> EXERCISE DESCRIPTION
Print the section of the records that starts at the line containing "the wooden gourd" and ends at the line containing "point(377, 732)", including both of those lines. Reproduce each line verbatim.

· · · · ·

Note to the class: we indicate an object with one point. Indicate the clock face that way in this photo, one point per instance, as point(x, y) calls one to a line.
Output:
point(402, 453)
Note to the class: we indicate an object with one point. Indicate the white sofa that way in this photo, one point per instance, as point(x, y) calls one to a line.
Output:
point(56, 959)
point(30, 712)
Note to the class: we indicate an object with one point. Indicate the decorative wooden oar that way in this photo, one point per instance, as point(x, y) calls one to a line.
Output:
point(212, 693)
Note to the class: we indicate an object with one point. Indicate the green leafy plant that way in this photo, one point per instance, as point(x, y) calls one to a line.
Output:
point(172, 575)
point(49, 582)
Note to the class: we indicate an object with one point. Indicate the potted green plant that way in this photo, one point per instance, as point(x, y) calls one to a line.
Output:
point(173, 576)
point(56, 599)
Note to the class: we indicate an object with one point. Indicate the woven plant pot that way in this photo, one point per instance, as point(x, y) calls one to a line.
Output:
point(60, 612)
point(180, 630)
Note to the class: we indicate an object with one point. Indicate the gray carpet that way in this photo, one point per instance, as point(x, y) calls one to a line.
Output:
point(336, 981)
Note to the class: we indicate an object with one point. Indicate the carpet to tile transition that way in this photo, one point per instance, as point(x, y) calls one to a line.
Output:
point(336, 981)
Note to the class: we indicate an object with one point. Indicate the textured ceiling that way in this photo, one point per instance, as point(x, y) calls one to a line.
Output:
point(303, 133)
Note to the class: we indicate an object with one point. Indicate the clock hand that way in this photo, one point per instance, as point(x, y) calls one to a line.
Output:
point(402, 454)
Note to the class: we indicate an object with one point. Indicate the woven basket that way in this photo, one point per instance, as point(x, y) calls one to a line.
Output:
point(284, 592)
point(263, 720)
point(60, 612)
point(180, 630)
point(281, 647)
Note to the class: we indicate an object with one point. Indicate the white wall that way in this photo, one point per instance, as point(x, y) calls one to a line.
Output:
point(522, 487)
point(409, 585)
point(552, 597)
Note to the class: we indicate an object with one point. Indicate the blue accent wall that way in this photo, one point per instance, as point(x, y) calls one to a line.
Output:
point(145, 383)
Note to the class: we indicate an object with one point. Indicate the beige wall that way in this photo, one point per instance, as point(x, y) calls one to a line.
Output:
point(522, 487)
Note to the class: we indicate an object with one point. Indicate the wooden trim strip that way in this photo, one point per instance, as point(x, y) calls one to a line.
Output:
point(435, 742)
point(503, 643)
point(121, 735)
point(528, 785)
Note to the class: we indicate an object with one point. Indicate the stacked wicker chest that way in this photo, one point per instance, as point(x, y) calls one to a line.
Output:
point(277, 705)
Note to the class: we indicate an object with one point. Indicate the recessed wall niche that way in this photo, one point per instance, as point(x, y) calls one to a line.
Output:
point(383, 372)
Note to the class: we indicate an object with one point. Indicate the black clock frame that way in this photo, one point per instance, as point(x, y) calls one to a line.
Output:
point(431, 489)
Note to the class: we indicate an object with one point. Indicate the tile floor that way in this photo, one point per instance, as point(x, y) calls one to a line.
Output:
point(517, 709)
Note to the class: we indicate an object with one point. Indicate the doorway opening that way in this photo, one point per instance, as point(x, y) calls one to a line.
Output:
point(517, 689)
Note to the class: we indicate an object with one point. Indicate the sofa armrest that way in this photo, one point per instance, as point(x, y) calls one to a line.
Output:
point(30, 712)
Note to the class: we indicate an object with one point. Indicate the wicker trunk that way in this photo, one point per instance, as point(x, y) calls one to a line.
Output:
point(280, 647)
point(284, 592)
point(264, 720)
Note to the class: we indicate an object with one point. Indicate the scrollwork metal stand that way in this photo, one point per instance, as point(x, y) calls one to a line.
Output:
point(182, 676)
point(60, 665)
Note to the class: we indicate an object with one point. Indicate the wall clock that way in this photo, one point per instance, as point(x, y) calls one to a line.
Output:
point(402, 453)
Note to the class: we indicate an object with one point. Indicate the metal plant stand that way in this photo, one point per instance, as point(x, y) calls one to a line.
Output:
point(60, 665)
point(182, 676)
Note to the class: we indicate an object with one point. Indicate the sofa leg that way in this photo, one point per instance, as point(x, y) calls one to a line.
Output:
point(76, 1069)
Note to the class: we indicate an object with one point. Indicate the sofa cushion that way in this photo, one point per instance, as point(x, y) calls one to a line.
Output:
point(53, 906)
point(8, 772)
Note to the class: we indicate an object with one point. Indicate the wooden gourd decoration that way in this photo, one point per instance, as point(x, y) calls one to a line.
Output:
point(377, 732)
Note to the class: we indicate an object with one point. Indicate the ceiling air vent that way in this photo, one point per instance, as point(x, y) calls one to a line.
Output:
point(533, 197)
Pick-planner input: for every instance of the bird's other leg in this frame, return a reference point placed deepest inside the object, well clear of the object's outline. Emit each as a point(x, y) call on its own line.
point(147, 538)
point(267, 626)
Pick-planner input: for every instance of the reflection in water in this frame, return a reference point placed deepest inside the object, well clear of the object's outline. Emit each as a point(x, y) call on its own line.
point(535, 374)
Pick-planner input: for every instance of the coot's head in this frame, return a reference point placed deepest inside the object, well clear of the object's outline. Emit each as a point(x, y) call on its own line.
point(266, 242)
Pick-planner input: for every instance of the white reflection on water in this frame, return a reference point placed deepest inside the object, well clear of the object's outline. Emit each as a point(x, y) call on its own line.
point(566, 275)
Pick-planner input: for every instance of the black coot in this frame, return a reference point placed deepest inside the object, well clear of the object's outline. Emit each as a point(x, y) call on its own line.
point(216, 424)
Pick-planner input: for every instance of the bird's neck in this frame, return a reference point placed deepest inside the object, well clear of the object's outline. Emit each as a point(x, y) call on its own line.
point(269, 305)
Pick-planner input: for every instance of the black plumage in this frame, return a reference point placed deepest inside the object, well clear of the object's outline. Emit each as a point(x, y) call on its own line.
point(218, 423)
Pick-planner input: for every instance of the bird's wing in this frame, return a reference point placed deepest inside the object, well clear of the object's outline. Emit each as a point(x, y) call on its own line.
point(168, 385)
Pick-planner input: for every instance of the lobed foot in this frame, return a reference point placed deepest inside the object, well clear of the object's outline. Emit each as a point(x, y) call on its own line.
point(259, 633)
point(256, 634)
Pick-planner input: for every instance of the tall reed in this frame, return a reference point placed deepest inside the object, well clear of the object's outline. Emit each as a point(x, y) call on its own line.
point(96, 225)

· · · · ·

> RESULT OF THIS EXERCISE
Note to the class: we indicate an object with one point. Indicate the wooden gourd decoration that way in this photo, one point per instance, as point(x, y) calls one to a line.
Output:
point(377, 732)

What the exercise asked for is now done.